• POLECENIA DO WYKONANIA:
(1) W którym momencie Maja Pankiewicz po raz pierwszy poczuła się dorosła według wywiadu z nią?
(2) Napisz dalszy ciąg wywiadu z Mają Pankiewicz, zaczynając po jego ostatnim zdaniu.

Maja Pankiewicz: Staram się nie karmić iluzjami

Kiedy pierwszy raz poczułaś się dorosła?

Kiedy dostałam się na studia i wyjechałam z rodzinnego domu do Szkoły Filmowej w Łodzi. To był mój wybór, moja decyzja i po raz pierwszy poczułam się panią swojego losu. Dopięłam swego, osiągnęłam co chciałam, doprowadziłam do tego ciężką pracą. Potem, kiedy dostałam etat w teatrze i uniezależniłam się finansowo od moich rodziców. Mam od nich ogromne wsparcie. Nikt nigdy nie narzucał mi co mam robić.

Rodzina wciąż jest Twoim fundamentem?

Moi rodzice się rozstali i każde z nich ma swoje własne życie. Z każdym mam osobną relację i jestem dumna widząc jak walczą o swoje szczęście. W związku z tym, dziś, dom jest w mojej głowie czymś zupełnie innym niż był wcześniej, ale fundament dzieciństwa nie zniknie nigdy. Jest stałym punktem odniesienia i czasem, z którym w głowie dealuję. To obraz, z którego wiem, czego na pewno nie chcę powielać, a co chętnie na przyszłość wezmę. 

Dla siebie?

Dla swojej rodziny. Chciałabym zacząć budować własną bazę, tworzyć już swój fundament.

Są momenty, w których tęsknisz do rodziców?

Wtedy, kiedy jestem najbardziej zagubiona. Ale dziś obserwuję, że chwil, w których czuję, że muszę zadzwonić, bo sama sobie nie poradzę jest coraz mniej. Bardzo długo moja mama była tą osobą, do której w każdej potrzebie dzwoniłam.

Żeby poczuć wsparcie?

Żeby przypomnieć sobie, że jest ktoś, kto bezwarunkowo o mnie dba i komu na mnie po prostu zależy. Wciąż za rodzicami tęsknię i lubię nasze rozmowy, które nigdy nie są kurtuazyjne, dyplomatyczne, zawsze to pogłębiające więzi wymiany. Jestem dumna z naszych relacji, ale teraz, coraz częściej, daję sobie radę sama.

Są sytuacje, w których widzisz, że upodabniasz się do mamy?

W najmniejszych zachowaniach, w gestykulacji, w mimice, w komentarzach, które rzucam mimochodem, w moich przeświadczeniach i teoriach na temat świata, w tym co mi się podoba, a co mi się nie podoba… Mój gust zbudowany jest na bazie jej poczucia smaku i stylu, które doskonale znam.

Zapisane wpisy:
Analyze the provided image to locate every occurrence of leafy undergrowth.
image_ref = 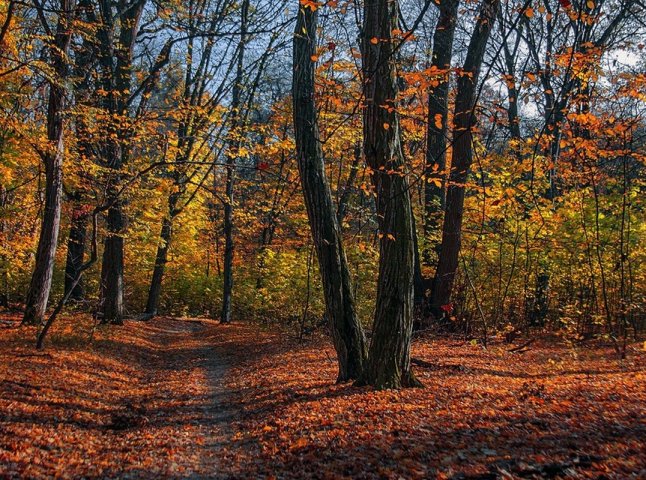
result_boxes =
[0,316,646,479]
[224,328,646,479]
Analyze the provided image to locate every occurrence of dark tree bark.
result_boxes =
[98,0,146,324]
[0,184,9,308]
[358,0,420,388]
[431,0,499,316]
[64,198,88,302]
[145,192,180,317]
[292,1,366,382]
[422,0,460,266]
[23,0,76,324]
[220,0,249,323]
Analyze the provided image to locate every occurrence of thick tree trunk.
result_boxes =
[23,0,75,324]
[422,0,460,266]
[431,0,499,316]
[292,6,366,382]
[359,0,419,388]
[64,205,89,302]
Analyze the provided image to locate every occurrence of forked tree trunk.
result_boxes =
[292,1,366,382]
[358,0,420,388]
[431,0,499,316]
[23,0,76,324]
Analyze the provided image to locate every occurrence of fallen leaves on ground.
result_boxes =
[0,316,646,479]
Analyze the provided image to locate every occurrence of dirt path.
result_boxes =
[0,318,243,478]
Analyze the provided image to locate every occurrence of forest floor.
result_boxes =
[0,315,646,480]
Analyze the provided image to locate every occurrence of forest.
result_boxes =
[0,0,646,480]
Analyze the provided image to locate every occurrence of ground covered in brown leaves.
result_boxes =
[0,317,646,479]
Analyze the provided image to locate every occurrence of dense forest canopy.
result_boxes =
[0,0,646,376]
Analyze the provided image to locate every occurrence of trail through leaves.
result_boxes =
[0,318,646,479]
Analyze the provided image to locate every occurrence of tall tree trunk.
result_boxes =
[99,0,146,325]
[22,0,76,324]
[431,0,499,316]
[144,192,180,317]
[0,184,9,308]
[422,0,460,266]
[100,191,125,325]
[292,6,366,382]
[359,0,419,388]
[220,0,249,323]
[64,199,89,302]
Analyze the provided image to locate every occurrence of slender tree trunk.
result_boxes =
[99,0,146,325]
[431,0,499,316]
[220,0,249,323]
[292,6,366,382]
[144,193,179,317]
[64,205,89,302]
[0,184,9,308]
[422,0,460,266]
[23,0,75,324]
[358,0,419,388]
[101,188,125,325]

• ROZWIĄZANIA ZADAŃ:
(1) Kiedy dostała się na studia i wyjechała z rodzinnego domu do Szkoły Filmowej w Łodzi.

(2)
Twoja mama to artystka, fotografuje. 

Zgadza się. To ona pokazała mi świat sztuki i jej oczami na niego patrzyłam. Często słyszę jak ludzie mówią, że jesteśmy do siebie podobne. Widzę to. Z każdym rokiem coraz bardziej.

Chcesz z tym walczyć?

Czasem, ale głównie to w sobie obserwuję.

Czym jest dla Ciebie poczucie bezpieczeństwa?

Kiedy czuję się akceptowana. Kiedy mogę mówić, tak jak w rozmowie z Tobą, co czuję, co myślę.

Jest coś czego się wstydzisz?

Mnóstwo tego. Bardzo często wstydzę się mówić „nie” w sytuacjach, kiedy coś mi nie odpowiada. Boję się z samej siebie robić jaja.

Brak Ci dystansu?

Chciałabym mieć taki luz, który pozwoli mi nie przejmować się tym, że się obnażę, że ktoś mnie wyśmieje. Jeszcze nie mam na tyle dystansu, żeby nie przywiązując wagi co pomyślą inni, puścić asekuranctwo. I dotyczy to głównie zawodu. A co będzie jak się skompromituję?

Wiesz jak pisał Różewicz? „Ludzie się pośmieją i koniec.”

Taką właśnie łatwość chciałabym mieć ze sobą.

Co w sobie lubisz?

Bardzo trudne pytanie.

Bardzo ważne pytanie.

Masz w oczach łzy.

Dojrzałość emocjonalną i empatię wobec drugiego człowieka.

Kiedy patrzysz w lustro, co myślisz?

Ale jesteś zmęczona.

Znajdź proszę czas na odpoczynek. Lubisz swoje ciało?

Przestaję się go wstydzić.

Wyglądasz jak z Hollywood!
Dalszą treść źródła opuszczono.